**TUS INSTRUCCIONES**
Reescribe todas las entradas siguientes renombrando "phrase" como "label", sin cambiar nada más.

**DATOS DE TRABAJO**

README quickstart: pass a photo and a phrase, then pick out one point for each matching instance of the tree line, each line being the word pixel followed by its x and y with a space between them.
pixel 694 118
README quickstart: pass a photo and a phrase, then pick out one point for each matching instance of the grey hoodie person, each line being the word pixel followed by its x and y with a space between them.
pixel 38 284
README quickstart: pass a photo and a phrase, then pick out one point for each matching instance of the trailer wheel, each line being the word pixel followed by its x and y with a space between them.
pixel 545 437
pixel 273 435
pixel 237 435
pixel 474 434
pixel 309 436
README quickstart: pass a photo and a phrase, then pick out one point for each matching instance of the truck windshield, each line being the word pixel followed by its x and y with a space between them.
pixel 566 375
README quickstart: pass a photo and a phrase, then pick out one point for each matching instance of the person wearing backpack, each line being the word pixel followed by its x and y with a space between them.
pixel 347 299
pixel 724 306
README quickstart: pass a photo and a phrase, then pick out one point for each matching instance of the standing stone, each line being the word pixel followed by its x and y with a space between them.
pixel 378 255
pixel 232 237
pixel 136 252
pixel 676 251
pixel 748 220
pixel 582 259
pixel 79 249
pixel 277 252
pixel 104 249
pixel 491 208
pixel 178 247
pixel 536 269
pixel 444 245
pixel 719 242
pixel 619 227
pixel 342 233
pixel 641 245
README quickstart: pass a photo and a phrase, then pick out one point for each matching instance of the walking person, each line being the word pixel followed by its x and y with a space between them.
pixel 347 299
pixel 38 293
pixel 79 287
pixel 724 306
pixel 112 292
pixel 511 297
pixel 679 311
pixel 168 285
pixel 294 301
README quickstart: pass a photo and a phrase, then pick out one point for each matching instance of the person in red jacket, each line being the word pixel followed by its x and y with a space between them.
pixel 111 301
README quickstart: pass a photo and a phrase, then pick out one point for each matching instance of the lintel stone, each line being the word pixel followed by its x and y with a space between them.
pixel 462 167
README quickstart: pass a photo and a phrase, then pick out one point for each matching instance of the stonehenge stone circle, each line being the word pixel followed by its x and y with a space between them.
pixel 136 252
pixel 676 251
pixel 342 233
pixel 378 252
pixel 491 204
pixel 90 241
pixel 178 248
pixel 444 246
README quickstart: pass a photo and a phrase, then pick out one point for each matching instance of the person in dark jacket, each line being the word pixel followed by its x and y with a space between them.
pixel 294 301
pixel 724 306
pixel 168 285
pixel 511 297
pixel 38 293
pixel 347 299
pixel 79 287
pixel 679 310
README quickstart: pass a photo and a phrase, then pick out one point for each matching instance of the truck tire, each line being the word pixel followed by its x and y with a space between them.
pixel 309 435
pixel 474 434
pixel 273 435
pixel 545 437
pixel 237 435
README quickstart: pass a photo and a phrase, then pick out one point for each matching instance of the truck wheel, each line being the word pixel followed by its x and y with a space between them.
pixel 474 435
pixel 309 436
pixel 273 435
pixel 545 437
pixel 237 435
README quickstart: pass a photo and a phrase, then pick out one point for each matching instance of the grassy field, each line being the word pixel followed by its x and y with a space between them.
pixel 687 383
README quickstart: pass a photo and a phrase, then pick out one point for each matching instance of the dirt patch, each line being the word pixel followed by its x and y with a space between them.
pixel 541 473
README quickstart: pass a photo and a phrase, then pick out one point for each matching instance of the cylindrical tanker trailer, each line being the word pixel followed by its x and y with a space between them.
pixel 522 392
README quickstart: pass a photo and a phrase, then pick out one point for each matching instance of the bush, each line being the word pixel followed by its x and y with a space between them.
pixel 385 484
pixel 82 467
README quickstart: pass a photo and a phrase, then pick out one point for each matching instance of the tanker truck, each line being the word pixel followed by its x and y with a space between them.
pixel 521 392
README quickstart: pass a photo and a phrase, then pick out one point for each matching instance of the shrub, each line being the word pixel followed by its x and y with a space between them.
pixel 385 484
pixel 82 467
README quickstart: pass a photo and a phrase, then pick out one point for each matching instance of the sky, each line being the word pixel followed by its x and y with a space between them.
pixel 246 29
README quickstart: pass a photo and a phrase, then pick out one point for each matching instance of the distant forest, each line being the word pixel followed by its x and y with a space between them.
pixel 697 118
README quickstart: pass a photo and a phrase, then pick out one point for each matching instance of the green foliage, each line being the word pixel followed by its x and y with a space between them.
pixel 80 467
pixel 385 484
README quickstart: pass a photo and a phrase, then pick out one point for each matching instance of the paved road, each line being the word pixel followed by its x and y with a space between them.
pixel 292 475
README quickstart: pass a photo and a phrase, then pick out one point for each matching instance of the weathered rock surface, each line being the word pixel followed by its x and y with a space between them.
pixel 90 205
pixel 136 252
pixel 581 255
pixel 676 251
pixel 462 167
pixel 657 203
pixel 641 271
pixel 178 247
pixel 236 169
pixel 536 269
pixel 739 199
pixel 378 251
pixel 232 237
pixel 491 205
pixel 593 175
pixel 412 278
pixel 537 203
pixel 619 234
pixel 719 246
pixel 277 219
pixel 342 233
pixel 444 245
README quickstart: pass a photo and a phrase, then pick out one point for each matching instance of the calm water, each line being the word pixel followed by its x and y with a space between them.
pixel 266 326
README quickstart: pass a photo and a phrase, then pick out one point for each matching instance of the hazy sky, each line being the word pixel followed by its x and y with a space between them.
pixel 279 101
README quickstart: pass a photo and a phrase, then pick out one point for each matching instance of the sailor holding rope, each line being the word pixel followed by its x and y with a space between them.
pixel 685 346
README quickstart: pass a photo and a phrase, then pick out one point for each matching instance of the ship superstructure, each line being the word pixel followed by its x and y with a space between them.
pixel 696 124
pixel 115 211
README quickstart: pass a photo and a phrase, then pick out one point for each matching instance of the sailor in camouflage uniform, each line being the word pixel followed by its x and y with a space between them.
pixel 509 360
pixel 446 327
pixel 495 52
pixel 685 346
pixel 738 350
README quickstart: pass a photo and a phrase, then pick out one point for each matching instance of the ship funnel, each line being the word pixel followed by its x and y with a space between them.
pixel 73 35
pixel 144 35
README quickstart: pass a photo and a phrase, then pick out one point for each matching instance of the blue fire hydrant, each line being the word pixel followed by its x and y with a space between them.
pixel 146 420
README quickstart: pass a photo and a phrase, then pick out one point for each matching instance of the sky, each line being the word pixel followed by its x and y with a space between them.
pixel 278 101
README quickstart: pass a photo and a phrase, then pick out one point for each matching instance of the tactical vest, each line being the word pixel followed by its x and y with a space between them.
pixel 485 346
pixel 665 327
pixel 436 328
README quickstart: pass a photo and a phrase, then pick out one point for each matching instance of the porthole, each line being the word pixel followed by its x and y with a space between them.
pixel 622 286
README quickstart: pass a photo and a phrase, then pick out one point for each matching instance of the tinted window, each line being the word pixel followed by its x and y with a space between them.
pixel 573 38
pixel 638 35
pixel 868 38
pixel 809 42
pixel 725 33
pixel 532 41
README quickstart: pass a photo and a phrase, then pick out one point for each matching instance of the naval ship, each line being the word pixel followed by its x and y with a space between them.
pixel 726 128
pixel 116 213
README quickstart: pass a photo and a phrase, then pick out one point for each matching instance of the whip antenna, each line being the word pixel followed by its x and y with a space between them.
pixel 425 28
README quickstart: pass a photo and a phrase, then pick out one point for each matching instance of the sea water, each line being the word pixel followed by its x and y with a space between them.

**RESULTADO DE LA TAREA**
README quickstart: pass a photo and a label, then pick out one point for each matching instance of the tree line, each line being the word pixel followed by its x and y with a space between them.
pixel 694 118
README quickstart: pass a photo and a label, then pick out one point for each matching instance of the grey hoodie person, each line being the word pixel followed by its x and y with a space between them.
pixel 38 284
README quickstart: pass a photo and a label, then pick out one point for each matching instance of the trailer wheel, each line being the word pixel followed by its x and y with a space between them.
pixel 545 437
pixel 273 435
pixel 237 435
pixel 474 434
pixel 309 436
README quickstart: pass a photo and a label, then pick out one point for each matching instance of the truck windshield, each line being the word pixel followed by its x and y with a space between them.
pixel 566 375
README quickstart: pass a photo and a label, then pick out one point for each matching instance of the person wearing backpack, each line being the word pixel followed by its x and y with a space between them.
pixel 347 299
pixel 724 306
README quickstart: pass a photo and a label, then pick out one point for each matching instance of the standing stone, each line being the word pixel followed by its x and y with a space between them.
pixel 378 255
pixel 232 237
pixel 136 252
pixel 676 251
pixel 748 220
pixel 582 259
pixel 79 249
pixel 277 252
pixel 104 249
pixel 491 208
pixel 178 247
pixel 536 269
pixel 444 245
pixel 719 242
pixel 619 227
pixel 342 233
pixel 641 245
README quickstart: pass a photo and a label, then pick out one point for each matching instance of the walking person, each line being the word pixel followed by its x and y with a space between them.
pixel 347 299
pixel 38 293
pixel 79 287
pixel 724 306
pixel 112 292
pixel 511 297
pixel 679 311
pixel 168 285
pixel 294 301
README quickstart: pass a photo and a label, then pick out one point for each matching instance of the person in red jacket, each line being the word pixel followed by its x and y with a space between them.
pixel 111 301
README quickstart: pass a photo and a label, then pick out one point for each matching instance of the lintel stone, each line being the word pixel followed by its x and y with a space between them.
pixel 462 167
README quickstart: pass a photo and a label, then pick out one point for each matching instance of the stonehenge stone circle, each line being the word pixel followed by its x and y with a space between them.
pixel 136 252
pixel 676 251
pixel 342 233
pixel 378 252
pixel 491 204
pixel 90 241
pixel 178 248
pixel 444 246
README quickstart: pass a photo and a label, then pick out one point for each matching instance of the person in dark jacket, each line being the word pixel followed by its x and y with a space between them.
pixel 294 301
pixel 724 306
pixel 168 285
pixel 511 297
pixel 38 293
pixel 347 299
pixel 79 287
pixel 679 310
README quickstart: pass a photo and a label, then pick out one point for each matching instance of the truck tire, each line being the word pixel followed by its x and y with a space between them.
pixel 309 435
pixel 474 434
pixel 273 435
pixel 545 437
pixel 237 435
README quickstart: pass a photo and a label, then pick out one point for each matching instance of the truck wheel, each line being the word pixel followed by its x and y with a space between them.
pixel 474 435
pixel 309 436
pixel 273 435
pixel 545 437
pixel 237 435
README quickstart: pass a photo and a label, then pick out one point for each matching instance of the grassy field, each line being the word pixel followed by its x and y with a space between them.
pixel 687 383
README quickstart: pass a photo and a label, then pick out one point for each matching instance of the dirt patch, each line being the word pixel followed by its x and y with a space between them.
pixel 541 473
README quickstart: pass a photo and a label, then pick out one point for each matching instance of the cylindrical tanker trailer, each line being the word pixel followed by its x and y with a space between them.
pixel 522 392
README quickstart: pass a photo and a label, then pick out one point for each matching instance of the bush, each line being the word pixel followed by its x and y with a space between them.
pixel 385 484
pixel 82 467
README quickstart: pass a photo and a label, then pick out one point for each matching instance of the tanker truck, each line being the word pixel followed by its x and y with a space between them.
pixel 521 392
README quickstart: pass a photo and a label, then pick out one point for each matching instance of the shrub, each line being the word pixel followed by its x and y with a space between them.
pixel 385 484
pixel 82 467
README quickstart: pass a photo and a label, then pick out one point for each matching instance of the sky, each line being the word pixel followed by its x and y with a space between them.
pixel 246 29
README quickstart: pass a photo and a label, then pick out one point for each matching instance of the distant forest, each line being the word pixel followed by its x and y with a space between them.
pixel 697 118
README quickstart: pass a photo and a label, then pick out one point for each matching instance of the green foliage, each line being the word pixel followed by its x and y with a space between them.
pixel 80 467
pixel 385 484
README quickstart: pass a photo and a label, then pick out one point for each matching instance of the paved road, each line being the word pixel followed by its x and y with a space between them.
pixel 292 475
README quickstart: pass a photo and a label, then pick out one point for each matching instance of the weathered rock surface, each line being the word pixel followed by its x and y with a space between them.
pixel 90 205
pixel 136 252
pixel 581 255
pixel 676 251
pixel 462 167
pixel 657 203
pixel 641 271
pixel 178 247
pixel 236 169
pixel 536 269
pixel 739 199
pixel 378 251
pixel 232 237
pixel 491 205
pixel 593 175
pixel 412 278
pixel 537 203
pixel 619 234
pixel 719 246
pixel 277 219
pixel 342 233
pixel 444 245
README quickstart: pass a photo and a label, then pick out one point for each matching instance of the calm water, each line being the word pixel followed by its x and y with a space between them.
pixel 266 326
README quickstart: pass a photo and a label, then pick out one point for each matching instance of the hazy sky, each line being the word pixel followed by its x and y with a space between them.
pixel 279 101
README quickstart: pass a photo and a label, then pick out one point for each matching instance of the sailor holding rope, each line being the word pixel followed by its x and y with a space between them.
pixel 685 346
README quickstart: pass a photo and a label, then pick out one point for each matching instance of the ship superstructure, each line being the word pixel followed by its x and y with a space between them.
pixel 696 124
pixel 115 211
README quickstart: pass a photo and a label, then pick out one point for each matching instance of the sailor in camouflage uniform, each line being the word pixel followed by its x and y with a space between them.
pixel 509 360
pixel 446 327
pixel 495 52
pixel 685 346
pixel 738 350
README quickstart: pass a photo and a label, then pick out one point for each matching instance of the ship funnel, each line being the word pixel followed by its x and y with a space between them.
pixel 73 35
pixel 144 35
README quickstart: pass a photo and a label, then pick out one point for each matching instance of the blue fire hydrant, each line being the word pixel followed by its x and y with a space between them.
pixel 146 420
README quickstart: pass a photo and a label, then pick out one point for each matching instance of the sky, each line being the word pixel followed by its x and y with a space between them.
pixel 278 101
README quickstart: pass a photo and a label, then pick out one point for each matching instance of the tactical vest, each line being the word pixel followed by its x and y with a space between them.
pixel 485 346
pixel 665 327
pixel 436 328
README quickstart: pass a photo and a label, then pick out one point for each matching instance of the porthole, each line being the word pixel followed by its x and y with a space between them.
pixel 622 286
README quickstart: pass a photo and a label, then pick out one point for each matching instance of the tinted window, each line being the word pixel followed by its x and y with a space between them.
pixel 573 38
pixel 638 35
pixel 868 38
pixel 809 42
pixel 725 33
pixel 532 41
README quickstart: pass a photo and a label, then pick out one point for each matching instance of the naval ship, each line being the word pixel followed by its x and y with a space between them.
pixel 726 128
pixel 116 213
README quickstart: pass a photo and a label, then pick out one point for each matching instance of the whip antenna, each line being the word pixel followed by its x and y with a space between them.
pixel 425 28
README quickstart: pass a photo and a label, then pick out one point for each matching instance of the sea water, each line being the word pixel followed by its x and y with a space between them.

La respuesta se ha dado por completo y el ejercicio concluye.